• _The exercise_
Replace "tab character" with "comma" throughout the lines below, keeping everything else the same. Leave the pictures out of your copy.

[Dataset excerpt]
━━━━━━━━━━━━━━━━
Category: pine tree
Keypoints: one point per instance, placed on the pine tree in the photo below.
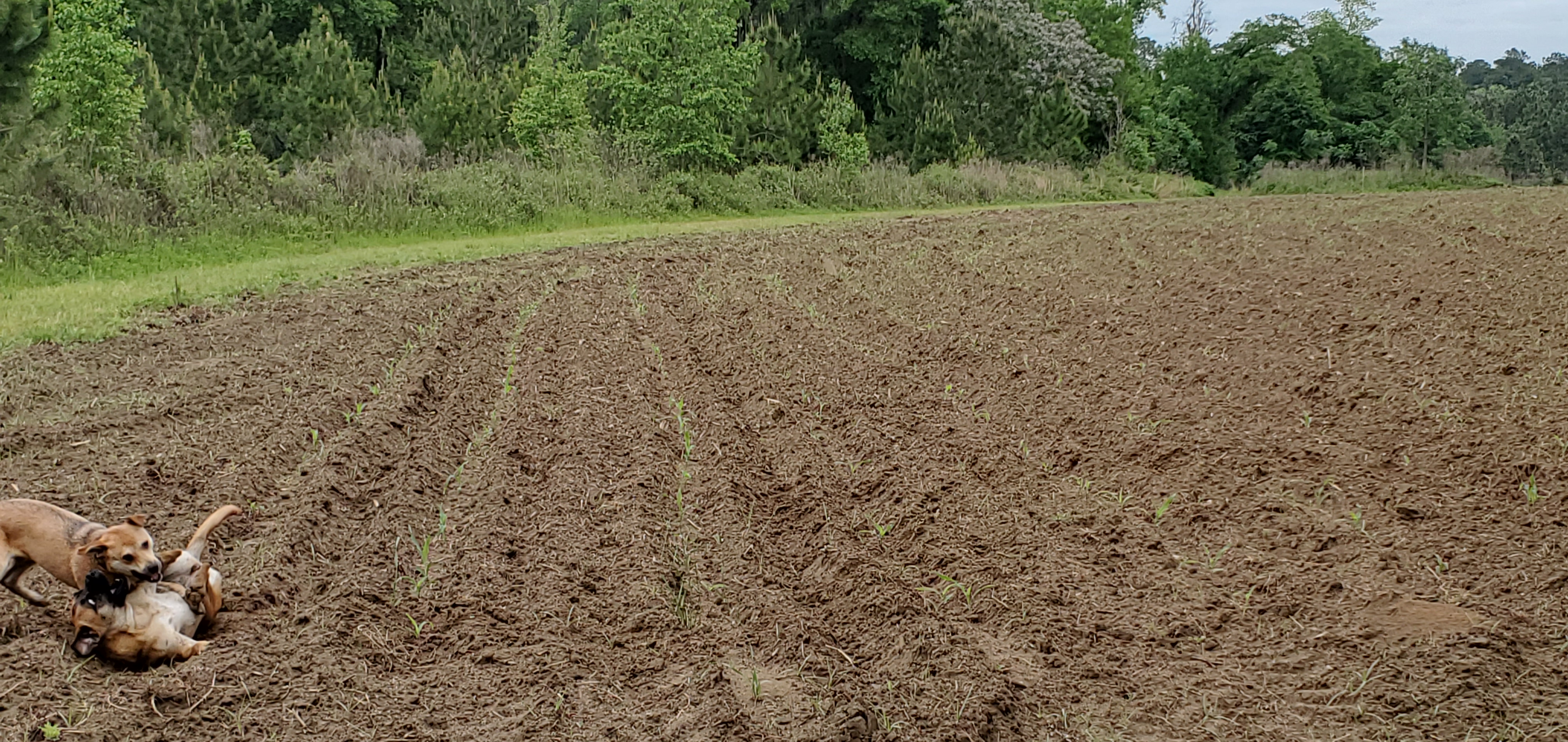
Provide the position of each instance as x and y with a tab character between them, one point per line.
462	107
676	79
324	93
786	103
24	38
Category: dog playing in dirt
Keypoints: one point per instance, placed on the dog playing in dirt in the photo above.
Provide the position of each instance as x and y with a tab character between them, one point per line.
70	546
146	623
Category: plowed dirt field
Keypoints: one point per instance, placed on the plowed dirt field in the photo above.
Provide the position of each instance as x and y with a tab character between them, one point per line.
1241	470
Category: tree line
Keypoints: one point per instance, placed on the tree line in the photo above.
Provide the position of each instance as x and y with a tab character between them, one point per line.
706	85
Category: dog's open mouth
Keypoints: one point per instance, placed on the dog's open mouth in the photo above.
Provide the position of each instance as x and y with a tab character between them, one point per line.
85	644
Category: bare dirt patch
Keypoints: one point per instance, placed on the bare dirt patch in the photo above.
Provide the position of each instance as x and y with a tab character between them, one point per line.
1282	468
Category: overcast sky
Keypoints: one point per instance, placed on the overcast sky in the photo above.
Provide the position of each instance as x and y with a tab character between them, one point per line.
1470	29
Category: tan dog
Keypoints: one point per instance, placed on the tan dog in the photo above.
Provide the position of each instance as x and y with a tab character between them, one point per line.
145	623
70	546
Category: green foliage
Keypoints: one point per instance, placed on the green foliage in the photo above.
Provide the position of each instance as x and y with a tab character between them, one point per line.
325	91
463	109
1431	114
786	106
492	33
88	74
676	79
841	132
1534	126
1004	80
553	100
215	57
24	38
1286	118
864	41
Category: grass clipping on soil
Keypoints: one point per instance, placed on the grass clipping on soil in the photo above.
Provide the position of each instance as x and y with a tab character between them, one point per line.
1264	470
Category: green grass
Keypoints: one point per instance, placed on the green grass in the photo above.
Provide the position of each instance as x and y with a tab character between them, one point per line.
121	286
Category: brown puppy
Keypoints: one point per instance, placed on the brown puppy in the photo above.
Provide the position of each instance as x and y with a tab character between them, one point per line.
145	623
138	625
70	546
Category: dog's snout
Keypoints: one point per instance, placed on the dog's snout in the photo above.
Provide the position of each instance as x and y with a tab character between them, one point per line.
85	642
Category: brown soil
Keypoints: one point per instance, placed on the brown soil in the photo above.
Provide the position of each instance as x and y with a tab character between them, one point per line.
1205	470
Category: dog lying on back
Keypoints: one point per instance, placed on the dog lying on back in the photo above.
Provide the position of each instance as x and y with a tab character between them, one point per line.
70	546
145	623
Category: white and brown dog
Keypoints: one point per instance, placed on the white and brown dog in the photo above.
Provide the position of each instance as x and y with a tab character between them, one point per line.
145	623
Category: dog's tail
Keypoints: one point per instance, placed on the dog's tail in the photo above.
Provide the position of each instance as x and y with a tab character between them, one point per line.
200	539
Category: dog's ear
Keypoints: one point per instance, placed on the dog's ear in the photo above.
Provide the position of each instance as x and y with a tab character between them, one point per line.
━━━━━━━━━━━━━━━━
• _Task answer_
Category: pine tree
Keypoints: one point per instance, placed on the pine tree in the photo below.
Provide the position of each instance as x and y with a comma between them, one point per line.
462	107
676	79
324	93
786	103
24	38
Category: dog playing in dirt
Keypoints: one point per instance, placed on the dog playing in dirt in the photo above.
Provide the position of each instance as x and y with a comma between them, one point per line.
70	546
146	623
Category: plowed dirt field
Keypoints: one point per instance, placed on the plowed dirt field in the photo above.
Provide the position of each instance as x and y with a comma between them, one point per line.
1241	470
Category: tree line
Keypoints: one point per instance, placed on the tree line in the photo above.
Provide the position of each instance as x and y with a comma between them, one point per line.
706	85
Category: dog's open mouth
Keypoints: one point per instance, placed on the dog's open mouth in the photo above.
Provide the position of each instance as x and y with a comma between them, one point per line.
85	644
Category: bare dirt patch
Keypoints: one point per instance, placed on the bare dirt patch in the photo above.
Provide the position of each instance as x and y with a comma between them, one point per line.
1282	468
Category: overcast sky
Keypoints: one point per instance, placed on the overcast sky in the photo above.
Provide the position of each instance as x and y with a comma between them, one point per line.
1470	29
Category: tan dog
Keypoints: one point per instance, placed on the tan dog in the photo above.
Provide the position of each instance as x and y with a comma between them, one point per line.
145	623
70	546
Category: green foliage
Keypoints: one point per instance, placed on the green foliage in the photo above.
Provide the position of each instance as x and y with a comma between them, one point per line.
325	91
463	109
1431	114
786	106
492	33
88	74
676	79
841	132
1534	126
1004	80
553	100
215	57
24	38
1286	118
864	41
Category: grass clipping on soil
Keypoints: one point per instance, placed on the grass clipping on soil in the photo above.
Provide the position of each instance as x and y with a comma between them, one point per line.
1264	470
Category: green grass
Keypoints: one point per instance, placed on the green grass in the photo above.
Provide the position of each instance as x and y with a comma between them, one point per line.
121	286
Category: brown puppy
Keypoints: one point per instance, placed on the brown puppy in the photo above.
Provide the position of each instance as x and y with a comma between them, one point per line.
145	623
138	625
70	546
Category: dog's snout
Keypoints: one point per instance, placed on the dog's snout in the photo above.
Provide the position of each instance as x and y with a comma between them, one point per line.
85	642
Category: brown soil
Keypoints: one point per instance, placed on the brown soil in the photo above.
Provide the position of each instance as x and y with a comma between them, one point per line.
1205	470
Category: dog lying on back
Keypoints: one point per instance, placed on the dog lying on back in the photo above.
Provide the position of each instance as x and y with a comma between them, one point per line.
70	546
145	623
Category: white and brown dog
Keypoints: one point per instance, placed on the white and brown dog in the photo above.
Provide the position of each instance as x and y with a comma between them, one point per line.
145	623
Category: dog's tail
Keypoints: one point per instance, placed on the dog's tail in the photo above.
Provide the position of each instance as x and y with a comma between them, one point per line.
200	539
Category: dog's ear
Keypoints: one point per instance, placed on the dog's ear in the photo above.
Provide the position of each instance as x and y with a comma between them, one point per line.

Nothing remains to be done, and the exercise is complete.